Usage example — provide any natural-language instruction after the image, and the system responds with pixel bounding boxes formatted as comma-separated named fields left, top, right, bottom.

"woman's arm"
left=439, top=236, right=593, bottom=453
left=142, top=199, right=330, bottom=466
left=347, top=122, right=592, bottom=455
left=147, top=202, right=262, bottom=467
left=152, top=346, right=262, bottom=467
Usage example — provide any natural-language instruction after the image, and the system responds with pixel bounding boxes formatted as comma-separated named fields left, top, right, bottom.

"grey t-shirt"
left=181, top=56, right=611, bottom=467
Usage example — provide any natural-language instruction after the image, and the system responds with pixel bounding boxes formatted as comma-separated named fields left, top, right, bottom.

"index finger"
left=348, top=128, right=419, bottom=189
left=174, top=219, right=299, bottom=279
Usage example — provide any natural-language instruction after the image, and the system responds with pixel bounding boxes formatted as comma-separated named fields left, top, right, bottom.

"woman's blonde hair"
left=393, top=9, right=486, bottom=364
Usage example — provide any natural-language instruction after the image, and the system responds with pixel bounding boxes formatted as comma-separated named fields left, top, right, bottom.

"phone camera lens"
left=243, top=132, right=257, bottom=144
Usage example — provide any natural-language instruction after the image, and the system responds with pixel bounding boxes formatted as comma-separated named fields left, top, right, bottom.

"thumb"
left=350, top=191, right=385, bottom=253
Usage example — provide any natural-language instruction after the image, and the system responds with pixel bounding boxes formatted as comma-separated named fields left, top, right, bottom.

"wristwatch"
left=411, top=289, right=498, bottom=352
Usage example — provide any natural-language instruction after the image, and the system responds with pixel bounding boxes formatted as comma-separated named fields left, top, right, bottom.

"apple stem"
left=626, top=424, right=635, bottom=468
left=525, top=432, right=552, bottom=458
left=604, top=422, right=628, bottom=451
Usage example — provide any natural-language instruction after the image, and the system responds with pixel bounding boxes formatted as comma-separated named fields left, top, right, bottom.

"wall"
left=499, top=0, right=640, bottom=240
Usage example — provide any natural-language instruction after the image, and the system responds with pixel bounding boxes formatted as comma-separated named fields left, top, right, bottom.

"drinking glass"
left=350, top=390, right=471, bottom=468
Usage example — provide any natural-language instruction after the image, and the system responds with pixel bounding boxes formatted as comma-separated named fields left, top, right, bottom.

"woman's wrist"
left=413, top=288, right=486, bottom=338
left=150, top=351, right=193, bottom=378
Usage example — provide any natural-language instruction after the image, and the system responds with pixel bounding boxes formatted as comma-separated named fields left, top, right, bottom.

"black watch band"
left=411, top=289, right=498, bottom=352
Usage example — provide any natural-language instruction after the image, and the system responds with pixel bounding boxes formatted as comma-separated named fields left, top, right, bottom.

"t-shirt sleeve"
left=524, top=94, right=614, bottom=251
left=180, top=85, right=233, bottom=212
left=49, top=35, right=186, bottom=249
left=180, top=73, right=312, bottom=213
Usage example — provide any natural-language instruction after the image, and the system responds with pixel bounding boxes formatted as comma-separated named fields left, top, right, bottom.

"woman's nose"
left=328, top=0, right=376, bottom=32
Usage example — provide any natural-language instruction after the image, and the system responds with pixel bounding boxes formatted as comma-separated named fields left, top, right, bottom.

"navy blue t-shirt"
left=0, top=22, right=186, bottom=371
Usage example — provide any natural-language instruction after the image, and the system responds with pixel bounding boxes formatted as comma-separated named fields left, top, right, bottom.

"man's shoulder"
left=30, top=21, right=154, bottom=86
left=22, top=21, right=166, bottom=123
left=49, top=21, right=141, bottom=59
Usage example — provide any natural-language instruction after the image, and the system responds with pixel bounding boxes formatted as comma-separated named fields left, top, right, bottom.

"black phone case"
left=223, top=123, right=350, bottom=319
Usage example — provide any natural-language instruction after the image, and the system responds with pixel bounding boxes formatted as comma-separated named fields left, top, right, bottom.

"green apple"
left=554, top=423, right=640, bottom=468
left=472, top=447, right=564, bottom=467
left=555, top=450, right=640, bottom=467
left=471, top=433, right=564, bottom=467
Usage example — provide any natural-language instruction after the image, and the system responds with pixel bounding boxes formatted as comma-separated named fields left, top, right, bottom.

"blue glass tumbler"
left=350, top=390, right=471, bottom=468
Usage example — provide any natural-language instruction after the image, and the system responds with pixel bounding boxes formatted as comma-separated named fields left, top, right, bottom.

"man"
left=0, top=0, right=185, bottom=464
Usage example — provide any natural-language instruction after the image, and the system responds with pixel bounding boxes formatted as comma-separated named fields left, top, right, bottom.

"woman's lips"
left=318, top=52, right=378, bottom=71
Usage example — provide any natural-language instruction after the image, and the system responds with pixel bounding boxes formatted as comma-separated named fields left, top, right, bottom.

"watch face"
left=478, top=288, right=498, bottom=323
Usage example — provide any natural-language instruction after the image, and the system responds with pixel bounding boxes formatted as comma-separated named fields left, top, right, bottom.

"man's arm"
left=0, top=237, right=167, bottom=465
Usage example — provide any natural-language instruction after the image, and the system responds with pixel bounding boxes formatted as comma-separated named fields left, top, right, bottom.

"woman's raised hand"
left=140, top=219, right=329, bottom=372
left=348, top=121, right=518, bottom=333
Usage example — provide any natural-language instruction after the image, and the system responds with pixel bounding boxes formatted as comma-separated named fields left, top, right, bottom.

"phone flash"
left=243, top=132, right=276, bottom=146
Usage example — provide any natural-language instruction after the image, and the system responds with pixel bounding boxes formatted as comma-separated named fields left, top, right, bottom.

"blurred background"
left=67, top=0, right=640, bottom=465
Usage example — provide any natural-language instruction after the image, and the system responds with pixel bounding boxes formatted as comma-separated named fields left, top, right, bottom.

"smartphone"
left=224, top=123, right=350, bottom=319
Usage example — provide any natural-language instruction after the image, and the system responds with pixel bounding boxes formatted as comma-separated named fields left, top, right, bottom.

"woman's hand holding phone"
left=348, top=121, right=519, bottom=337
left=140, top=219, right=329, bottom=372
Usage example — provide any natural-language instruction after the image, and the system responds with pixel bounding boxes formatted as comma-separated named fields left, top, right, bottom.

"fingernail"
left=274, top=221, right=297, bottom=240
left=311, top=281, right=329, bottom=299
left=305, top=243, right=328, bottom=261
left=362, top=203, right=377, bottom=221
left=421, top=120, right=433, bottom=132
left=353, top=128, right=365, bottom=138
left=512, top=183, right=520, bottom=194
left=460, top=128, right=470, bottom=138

---------------

### WHAT IS EXPECTED
Emit the full listing verbatim.

### RESULT BELOW
Usage example — provide any natural-language instruction after the image, and the system responds with pixel bounding boxes formatted as comma-separated named fields left, top, right, bottom.

"woman's arm"
left=439, top=236, right=593, bottom=453
left=142, top=199, right=330, bottom=466
left=347, top=122, right=592, bottom=455
left=147, top=202, right=262, bottom=467
left=152, top=346, right=262, bottom=467
Usage example — provide any natural-language instruction after the image, and the system responds with pixel bounding boxes formatted as comma-separated named fields left, top, right, bottom.

"grey t-shirt"
left=181, top=56, right=611, bottom=467
Usage example — provide any natural-language instruction after the image, and the system responds with pixel bounding boxes formatted as comma-separated named fields left, top, right, bottom.

"index finger"
left=348, top=128, right=419, bottom=189
left=174, top=219, right=299, bottom=279
Usage example — provide any natural-language instruction after the image, and the system responds with pixel bounding boxes formatted as comma-separated named fields left, top, right, bottom.

"woman's blonde hair"
left=393, top=9, right=486, bottom=364
Usage example — provide any natural-language instruction after the image, and the system responds with pixel bounding boxes formatted as comma-separated named fields left, top, right, bottom.

"phone camera lens"
left=243, top=132, right=257, bottom=144
Usage example — provide any natural-language instruction after the image, and the system responds with pixel bounding boxes formatted as comma-separated named fields left, top, right, bottom.

"thumb"
left=350, top=191, right=385, bottom=253
Usage example — provide any natural-language instruction after the image, and the system responds with pixel bounding boxes formatted as comma-separated named fields left, top, right, bottom.

"wristwatch"
left=411, top=289, right=498, bottom=352
Usage example — provide any natural-language instruction after the image, and the system responds with pixel bounding boxes formatted as comma-separated named fields left, top, right, bottom.

"apple stem"
left=626, top=424, right=635, bottom=468
left=525, top=432, right=552, bottom=458
left=604, top=422, right=628, bottom=451
Usage example — provide any natural-language instruction after the image, and the system responds with pixel bounding boxes formatted as comma-separated named fields left, top, right, bottom.

"wall"
left=499, top=0, right=640, bottom=240
Usage example — provide any natural-language instruction after the image, and the system responds with pixel bounding boxes formatted as comma-separated named fields left, top, right, bottom.

"drinking glass"
left=350, top=390, right=471, bottom=468
Usage example — provide any natural-language instruction after the image, and the system responds with pixel bounding boxes formatted as comma-separated named fields left, top, right, bottom.

"woman's wrist"
left=413, top=288, right=486, bottom=338
left=150, top=351, right=193, bottom=378
Usage example — provide any natural-language instruction after the image, and the system responds with pixel bounding boxes formatted as comma-separated named fields left, top, right, bottom.

"black watch band"
left=411, top=289, right=498, bottom=352
Usage example — provide any natural-language instruction after the image, and the system responds with pixel bounding boxes formatted as comma-separated named fields left, top, right, bottom.

"t-shirt sleeve"
left=524, top=94, right=614, bottom=251
left=180, top=85, right=233, bottom=212
left=49, top=35, right=186, bottom=249
left=180, top=73, right=312, bottom=213
Usage example — provide any natural-language instruction after the image, and the system responds with pixel bounding boxes formatted as comma-separated named fields left, top, right, bottom.

"woman's nose"
left=328, top=0, right=376, bottom=32
Usage example — provide any natural-language instruction after the image, and the system responds with pixel bounding boxes formatted as comma-separated named fields left, top, right, bottom.

"navy blue t-shirt"
left=0, top=22, right=186, bottom=371
Usage example — provide any natural-language instruction after the image, and the system responds with pixel bounding boxes formatted as comma-separated named fields left, top, right, bottom.

"man's shoulder"
left=30, top=21, right=154, bottom=86
left=22, top=21, right=166, bottom=123
left=49, top=21, right=141, bottom=59
Usage example — provide any natural-language instruction after the image, and the system responds with pixel bounding boxes formatted as comma-separated named fields left, top, right, bottom.

"black phone case"
left=223, top=123, right=350, bottom=319
Usage example — provide any natural-language instruction after the image, and the system responds with pixel bounding boxes formatted as comma-separated named fields left, top, right, bottom.

"green apple"
left=554, top=423, right=640, bottom=468
left=472, top=447, right=564, bottom=467
left=555, top=450, right=640, bottom=467
left=471, top=433, right=564, bottom=467
Usage example — provide any natural-language instruction after the image, and the system responds with pixel bounding boxes formatted as comma-separated named fields left, top, right, bottom.

"blue glass tumbler"
left=350, top=390, right=471, bottom=468
Usage example — provide any natural-language instruction after the image, and the system responds with pixel bounding boxes formatted as comma-separated named fields left, top, right, bottom.

"man"
left=0, top=0, right=185, bottom=464
Usage example — provide any natural-language instruction after the image, and the system responds with pixel bounding boxes formatted as comma-separated named fields left, top, right, bottom.

"woman's lips"
left=318, top=52, right=378, bottom=71
Usage example — provide any natural-language instruction after the image, and the system responds with pixel bounding boxes formatted as comma-separated named fields left, top, right, bottom.

"watch face"
left=478, top=288, right=498, bottom=323
Usage example — provide any natural-language instruction after the image, and the system responds with pixel bounding boxes formatted as comma-separated named fields left, top, right, bottom.

"man's arm"
left=0, top=237, right=167, bottom=465
Usage example — provide any natural-language instruction after the image, and the system responds with pixel bounding boxes formatted as comma-separated named fields left, top, right, bottom.

"woman's raised hand"
left=140, top=219, right=329, bottom=372
left=348, top=121, right=518, bottom=333
Usage example — provide any natural-language instruction after the image, and the system responds with pixel bounding boxes formatted as comma-separated named fields left, top, right, bottom.

"phone flash"
left=243, top=132, right=276, bottom=146
Usage example — provide any natural-language instruction after the image, and the system responds with pixel bounding boxes formatted as comma-separated named fields left, top, right, bottom.

"blurred background"
left=67, top=0, right=640, bottom=465
Usage example — provide any natural-language instruction after the image, and the system responds with pixel bounding boxes formatted as comma-separated named fields left, top, right, bottom.

"smartphone"
left=224, top=123, right=350, bottom=319
Usage example — provide any natural-language instruction after the image, and the system responds with pixel bounding boxes formatted as comma-separated named fields left, top, right, bottom.

"woman's hand holding phone"
left=348, top=121, right=519, bottom=337
left=140, top=219, right=329, bottom=372
Usage example — provide any natural-language instruction after the image, and the system responds with pixel bounding boxes formatted as comma-separated named fields left, top, right, bottom.

"fingernail"
left=274, top=221, right=297, bottom=240
left=311, top=281, right=329, bottom=299
left=305, top=243, right=328, bottom=261
left=362, top=203, right=377, bottom=221
left=421, top=120, right=433, bottom=132
left=353, top=128, right=365, bottom=138
left=512, top=183, right=520, bottom=194
left=460, top=128, right=470, bottom=138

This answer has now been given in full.